▶ [Problem details]:
Exactly the lines from the one containing "point(206, 44)" to the last line of the records, inclusive, are to be transcribed; include no others.

Items listed in a dataset
___
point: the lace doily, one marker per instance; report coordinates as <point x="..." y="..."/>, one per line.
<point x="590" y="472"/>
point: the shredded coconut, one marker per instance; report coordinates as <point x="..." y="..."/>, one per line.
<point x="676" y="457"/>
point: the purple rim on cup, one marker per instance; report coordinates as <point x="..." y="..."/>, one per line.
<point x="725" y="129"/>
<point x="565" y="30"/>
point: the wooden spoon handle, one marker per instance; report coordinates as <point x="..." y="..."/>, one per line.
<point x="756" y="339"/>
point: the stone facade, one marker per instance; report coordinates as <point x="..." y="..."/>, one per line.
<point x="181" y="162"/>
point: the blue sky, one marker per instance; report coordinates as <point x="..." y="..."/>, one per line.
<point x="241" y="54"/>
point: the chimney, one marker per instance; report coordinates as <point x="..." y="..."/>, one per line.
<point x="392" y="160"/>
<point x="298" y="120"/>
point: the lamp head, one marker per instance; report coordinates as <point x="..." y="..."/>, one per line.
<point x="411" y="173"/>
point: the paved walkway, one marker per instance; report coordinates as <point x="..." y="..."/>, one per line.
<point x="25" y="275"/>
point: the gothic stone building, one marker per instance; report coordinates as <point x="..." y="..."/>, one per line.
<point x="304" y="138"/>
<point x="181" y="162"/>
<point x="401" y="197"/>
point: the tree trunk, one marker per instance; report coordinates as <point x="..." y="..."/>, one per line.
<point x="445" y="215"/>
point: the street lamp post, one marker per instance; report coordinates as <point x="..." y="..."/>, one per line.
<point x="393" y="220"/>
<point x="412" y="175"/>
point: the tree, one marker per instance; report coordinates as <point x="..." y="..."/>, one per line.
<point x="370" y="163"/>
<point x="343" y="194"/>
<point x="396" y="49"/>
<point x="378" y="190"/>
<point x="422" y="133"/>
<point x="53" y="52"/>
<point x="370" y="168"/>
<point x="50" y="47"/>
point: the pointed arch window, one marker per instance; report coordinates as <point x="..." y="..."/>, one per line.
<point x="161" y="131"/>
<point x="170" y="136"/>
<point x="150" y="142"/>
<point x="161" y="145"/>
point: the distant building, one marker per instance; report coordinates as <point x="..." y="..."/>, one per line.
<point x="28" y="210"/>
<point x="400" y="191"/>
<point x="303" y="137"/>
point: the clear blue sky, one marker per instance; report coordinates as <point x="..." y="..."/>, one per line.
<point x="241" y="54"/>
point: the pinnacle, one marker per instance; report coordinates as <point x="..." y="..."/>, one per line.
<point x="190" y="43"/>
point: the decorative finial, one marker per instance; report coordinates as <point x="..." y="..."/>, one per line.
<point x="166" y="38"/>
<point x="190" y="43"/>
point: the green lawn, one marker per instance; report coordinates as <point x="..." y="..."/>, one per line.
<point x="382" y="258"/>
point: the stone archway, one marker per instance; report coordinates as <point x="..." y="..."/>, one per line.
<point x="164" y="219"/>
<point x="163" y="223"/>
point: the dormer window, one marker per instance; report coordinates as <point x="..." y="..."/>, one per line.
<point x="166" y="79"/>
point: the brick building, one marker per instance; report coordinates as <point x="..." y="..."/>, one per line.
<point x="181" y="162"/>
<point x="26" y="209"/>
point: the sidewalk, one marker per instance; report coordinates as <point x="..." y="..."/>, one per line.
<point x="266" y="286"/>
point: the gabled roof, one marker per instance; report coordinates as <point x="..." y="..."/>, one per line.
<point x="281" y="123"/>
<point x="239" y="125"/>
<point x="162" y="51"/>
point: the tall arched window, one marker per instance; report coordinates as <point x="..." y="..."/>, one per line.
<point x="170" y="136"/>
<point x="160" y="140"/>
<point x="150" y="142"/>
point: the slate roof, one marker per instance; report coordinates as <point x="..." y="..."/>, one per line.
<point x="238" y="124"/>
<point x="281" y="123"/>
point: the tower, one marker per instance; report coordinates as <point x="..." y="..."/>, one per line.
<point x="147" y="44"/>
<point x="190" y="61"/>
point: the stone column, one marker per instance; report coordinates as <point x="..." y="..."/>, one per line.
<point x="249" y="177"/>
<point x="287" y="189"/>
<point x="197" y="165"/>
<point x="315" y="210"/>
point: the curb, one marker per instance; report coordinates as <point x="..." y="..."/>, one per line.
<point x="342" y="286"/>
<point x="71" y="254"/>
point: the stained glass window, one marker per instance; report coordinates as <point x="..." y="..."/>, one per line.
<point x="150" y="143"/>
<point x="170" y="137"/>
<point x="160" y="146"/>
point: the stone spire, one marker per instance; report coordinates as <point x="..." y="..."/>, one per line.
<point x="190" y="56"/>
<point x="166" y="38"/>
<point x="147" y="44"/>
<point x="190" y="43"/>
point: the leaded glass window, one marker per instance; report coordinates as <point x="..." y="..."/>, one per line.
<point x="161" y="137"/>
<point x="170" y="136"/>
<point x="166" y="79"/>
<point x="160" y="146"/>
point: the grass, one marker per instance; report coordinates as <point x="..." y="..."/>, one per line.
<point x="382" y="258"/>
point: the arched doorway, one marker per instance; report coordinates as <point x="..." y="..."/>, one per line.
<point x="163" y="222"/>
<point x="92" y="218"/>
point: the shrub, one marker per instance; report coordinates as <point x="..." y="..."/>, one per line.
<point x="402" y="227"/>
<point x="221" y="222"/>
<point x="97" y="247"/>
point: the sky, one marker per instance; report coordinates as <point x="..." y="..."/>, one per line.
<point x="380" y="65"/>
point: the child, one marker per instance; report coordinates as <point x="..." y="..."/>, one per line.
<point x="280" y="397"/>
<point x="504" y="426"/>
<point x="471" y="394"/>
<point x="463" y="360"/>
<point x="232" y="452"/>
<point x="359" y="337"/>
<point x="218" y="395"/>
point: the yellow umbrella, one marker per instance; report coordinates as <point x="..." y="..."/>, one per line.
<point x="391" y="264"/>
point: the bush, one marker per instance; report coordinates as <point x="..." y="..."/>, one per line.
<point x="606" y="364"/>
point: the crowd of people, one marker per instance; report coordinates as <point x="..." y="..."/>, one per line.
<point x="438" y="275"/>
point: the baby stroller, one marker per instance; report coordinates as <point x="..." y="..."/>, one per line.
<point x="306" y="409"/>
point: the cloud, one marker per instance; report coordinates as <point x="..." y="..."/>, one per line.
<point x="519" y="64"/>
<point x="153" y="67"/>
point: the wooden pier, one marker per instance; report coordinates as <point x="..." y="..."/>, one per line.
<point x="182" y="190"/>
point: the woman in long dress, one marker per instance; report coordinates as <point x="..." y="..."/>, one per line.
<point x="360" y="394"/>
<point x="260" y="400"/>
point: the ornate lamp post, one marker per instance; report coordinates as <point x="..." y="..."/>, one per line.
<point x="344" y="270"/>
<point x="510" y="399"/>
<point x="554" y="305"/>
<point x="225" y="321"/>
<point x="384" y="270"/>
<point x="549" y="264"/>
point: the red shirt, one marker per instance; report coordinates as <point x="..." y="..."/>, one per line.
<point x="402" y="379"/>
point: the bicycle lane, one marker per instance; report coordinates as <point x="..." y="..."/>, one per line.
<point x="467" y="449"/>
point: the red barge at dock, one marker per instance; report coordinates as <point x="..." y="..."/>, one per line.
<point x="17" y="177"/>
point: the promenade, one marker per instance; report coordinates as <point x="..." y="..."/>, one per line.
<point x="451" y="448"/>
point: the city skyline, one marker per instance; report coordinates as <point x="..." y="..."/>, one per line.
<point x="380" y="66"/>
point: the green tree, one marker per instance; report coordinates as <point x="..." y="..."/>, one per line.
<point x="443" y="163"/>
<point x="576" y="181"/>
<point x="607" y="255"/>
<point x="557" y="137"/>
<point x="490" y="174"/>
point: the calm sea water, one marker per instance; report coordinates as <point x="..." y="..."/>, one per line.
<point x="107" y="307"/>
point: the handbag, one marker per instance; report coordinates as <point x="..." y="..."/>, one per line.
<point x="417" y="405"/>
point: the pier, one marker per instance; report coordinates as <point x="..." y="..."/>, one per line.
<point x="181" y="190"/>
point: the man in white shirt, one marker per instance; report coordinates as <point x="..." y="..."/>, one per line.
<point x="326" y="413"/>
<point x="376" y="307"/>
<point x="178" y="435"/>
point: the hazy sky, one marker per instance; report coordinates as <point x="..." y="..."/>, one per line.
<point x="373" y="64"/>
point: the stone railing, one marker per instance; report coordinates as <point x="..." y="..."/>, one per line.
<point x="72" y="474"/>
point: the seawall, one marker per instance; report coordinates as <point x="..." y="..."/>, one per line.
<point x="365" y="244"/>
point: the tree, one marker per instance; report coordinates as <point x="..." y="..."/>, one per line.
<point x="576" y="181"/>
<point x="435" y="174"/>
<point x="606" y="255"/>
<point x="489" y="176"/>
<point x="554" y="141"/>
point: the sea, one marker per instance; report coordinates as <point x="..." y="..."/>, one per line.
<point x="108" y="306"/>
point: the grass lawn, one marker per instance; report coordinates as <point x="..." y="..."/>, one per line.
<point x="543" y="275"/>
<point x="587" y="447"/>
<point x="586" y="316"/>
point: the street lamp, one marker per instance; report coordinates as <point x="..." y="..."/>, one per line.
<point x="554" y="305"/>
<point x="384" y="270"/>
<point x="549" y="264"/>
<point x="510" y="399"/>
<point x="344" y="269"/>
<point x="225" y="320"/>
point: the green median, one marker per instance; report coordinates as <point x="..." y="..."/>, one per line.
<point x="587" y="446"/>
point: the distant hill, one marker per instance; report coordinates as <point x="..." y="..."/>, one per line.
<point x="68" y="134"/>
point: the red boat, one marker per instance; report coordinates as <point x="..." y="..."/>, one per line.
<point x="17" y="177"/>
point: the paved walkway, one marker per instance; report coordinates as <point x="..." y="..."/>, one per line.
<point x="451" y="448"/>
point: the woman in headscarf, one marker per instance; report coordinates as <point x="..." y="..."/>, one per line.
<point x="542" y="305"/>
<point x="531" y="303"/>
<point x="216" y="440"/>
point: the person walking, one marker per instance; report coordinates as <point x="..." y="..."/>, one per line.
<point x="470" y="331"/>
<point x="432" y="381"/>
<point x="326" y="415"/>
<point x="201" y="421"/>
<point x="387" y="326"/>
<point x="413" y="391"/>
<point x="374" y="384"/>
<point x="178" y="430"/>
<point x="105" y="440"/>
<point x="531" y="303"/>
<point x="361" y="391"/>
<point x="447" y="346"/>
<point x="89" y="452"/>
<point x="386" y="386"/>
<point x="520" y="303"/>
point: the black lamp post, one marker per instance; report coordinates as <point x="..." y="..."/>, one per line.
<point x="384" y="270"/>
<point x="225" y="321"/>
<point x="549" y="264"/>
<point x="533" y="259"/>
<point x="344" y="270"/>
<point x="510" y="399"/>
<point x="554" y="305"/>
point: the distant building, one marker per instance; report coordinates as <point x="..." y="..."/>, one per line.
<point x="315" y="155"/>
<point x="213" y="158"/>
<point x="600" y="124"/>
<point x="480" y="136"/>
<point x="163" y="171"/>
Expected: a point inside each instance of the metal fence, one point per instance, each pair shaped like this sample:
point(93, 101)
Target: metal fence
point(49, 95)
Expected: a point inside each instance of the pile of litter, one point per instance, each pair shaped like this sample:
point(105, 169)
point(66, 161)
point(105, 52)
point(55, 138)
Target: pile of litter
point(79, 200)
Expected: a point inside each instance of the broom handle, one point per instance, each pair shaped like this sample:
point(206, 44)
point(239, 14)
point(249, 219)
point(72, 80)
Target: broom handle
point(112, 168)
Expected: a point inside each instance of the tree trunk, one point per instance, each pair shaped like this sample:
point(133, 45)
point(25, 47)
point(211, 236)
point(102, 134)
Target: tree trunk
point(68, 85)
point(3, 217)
___
▶ [Response area]:
point(206, 44)
point(239, 14)
point(249, 219)
point(72, 80)
Target: broom handle
point(112, 168)
Expected: a point inside each instance of the tree trunk, one point per instance, each pair shaped like this sample:
point(133, 45)
point(25, 47)
point(211, 236)
point(102, 134)
Target: tree trunk
point(68, 85)
point(3, 217)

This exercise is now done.